What you are asked to do →
Determine which lines of the records include the word "mountain", and copy them.
*** Opening Source data ***
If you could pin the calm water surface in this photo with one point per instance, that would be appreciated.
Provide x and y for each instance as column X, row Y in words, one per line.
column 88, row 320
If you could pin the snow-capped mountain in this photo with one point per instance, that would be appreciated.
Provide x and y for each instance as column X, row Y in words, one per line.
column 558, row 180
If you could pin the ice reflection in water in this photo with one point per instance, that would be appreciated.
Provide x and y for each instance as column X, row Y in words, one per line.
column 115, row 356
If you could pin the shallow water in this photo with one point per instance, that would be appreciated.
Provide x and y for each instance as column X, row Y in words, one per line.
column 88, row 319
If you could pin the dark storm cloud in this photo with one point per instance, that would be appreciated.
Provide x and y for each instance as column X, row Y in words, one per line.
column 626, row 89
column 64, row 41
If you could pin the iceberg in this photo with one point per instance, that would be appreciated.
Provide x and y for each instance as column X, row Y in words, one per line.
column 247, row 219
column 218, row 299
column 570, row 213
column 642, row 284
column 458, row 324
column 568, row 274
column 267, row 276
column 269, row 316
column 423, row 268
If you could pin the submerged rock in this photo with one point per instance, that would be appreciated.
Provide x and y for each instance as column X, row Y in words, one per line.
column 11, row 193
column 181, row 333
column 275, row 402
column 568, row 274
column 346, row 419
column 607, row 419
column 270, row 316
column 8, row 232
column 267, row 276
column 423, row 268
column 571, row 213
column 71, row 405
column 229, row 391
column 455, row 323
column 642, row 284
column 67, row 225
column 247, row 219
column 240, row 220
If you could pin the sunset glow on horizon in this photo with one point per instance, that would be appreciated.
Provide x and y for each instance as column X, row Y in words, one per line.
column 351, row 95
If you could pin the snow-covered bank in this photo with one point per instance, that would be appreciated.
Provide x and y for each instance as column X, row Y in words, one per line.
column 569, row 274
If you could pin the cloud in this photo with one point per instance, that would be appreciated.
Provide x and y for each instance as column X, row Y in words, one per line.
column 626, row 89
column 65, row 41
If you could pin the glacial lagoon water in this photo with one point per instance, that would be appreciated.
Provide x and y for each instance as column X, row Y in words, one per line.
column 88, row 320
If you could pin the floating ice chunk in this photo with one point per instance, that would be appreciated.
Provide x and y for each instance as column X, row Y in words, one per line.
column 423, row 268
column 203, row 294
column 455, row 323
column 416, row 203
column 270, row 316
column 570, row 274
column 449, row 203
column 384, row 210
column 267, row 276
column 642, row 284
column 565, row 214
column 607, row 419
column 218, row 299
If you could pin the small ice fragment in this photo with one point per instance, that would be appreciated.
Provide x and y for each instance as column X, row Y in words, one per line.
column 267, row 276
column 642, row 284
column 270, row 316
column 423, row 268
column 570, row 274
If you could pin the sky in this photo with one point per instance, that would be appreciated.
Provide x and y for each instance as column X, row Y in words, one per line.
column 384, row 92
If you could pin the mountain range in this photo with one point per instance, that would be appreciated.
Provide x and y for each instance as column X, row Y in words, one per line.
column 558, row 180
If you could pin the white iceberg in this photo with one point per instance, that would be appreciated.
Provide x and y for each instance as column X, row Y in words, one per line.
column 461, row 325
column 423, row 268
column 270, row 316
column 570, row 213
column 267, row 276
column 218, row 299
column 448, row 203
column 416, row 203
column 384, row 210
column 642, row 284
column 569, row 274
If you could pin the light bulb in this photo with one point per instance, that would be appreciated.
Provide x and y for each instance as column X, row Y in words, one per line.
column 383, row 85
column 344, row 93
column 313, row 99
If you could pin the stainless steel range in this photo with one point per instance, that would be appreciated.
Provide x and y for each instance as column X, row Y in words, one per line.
*** Closing Source data ***
Reply →
If you could pin the snow-capped mountain in this photo with one point per instance, that would be appreciated.
If you could pin the mountain range in this photo with one point per instance, that would be appreciated.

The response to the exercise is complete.